» **Prompt**: In the part of the material below that opens with the line containing "Task: annotate the sky" and runs through the end of the material, scale every x and y coordinate in the answers by 0.95, rounding to whole numbers with halves rounded up. Write out all of that part again, requests included, with only those coordinates changed.

» **Entries from a pointing dataset**:
= = = =

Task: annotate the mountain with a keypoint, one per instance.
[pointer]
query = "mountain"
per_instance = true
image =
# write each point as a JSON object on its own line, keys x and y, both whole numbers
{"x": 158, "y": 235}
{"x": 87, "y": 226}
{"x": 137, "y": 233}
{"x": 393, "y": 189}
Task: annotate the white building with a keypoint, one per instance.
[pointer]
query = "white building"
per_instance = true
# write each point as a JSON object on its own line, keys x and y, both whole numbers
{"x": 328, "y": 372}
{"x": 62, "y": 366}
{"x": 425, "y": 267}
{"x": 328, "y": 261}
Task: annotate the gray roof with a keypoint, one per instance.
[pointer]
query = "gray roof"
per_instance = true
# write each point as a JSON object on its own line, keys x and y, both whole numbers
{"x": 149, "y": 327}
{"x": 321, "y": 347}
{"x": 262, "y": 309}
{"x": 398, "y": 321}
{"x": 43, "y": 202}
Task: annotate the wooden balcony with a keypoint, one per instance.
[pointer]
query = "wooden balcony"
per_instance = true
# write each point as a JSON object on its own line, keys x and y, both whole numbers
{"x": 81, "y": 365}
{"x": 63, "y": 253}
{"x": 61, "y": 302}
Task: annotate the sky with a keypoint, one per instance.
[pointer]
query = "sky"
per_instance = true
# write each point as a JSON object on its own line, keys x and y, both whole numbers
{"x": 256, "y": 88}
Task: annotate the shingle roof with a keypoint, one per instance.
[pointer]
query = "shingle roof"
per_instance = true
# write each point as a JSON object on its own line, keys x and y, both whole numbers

= = = =

» **Complete output**:
Task: annotate the sky with a keypoint, one per instance.
[pointer]
query = "sky"
per_instance = true
# write each point as a JSON object on its own line, keys x and y, both whole numbers
{"x": 243, "y": 84}
Task: annotate the shingle roof with a keypoint, one per instance.
[pointer]
query = "shingle roof"
per_instance = true
# write each point as a JSON object on its own line, keys x and y, both whole numbers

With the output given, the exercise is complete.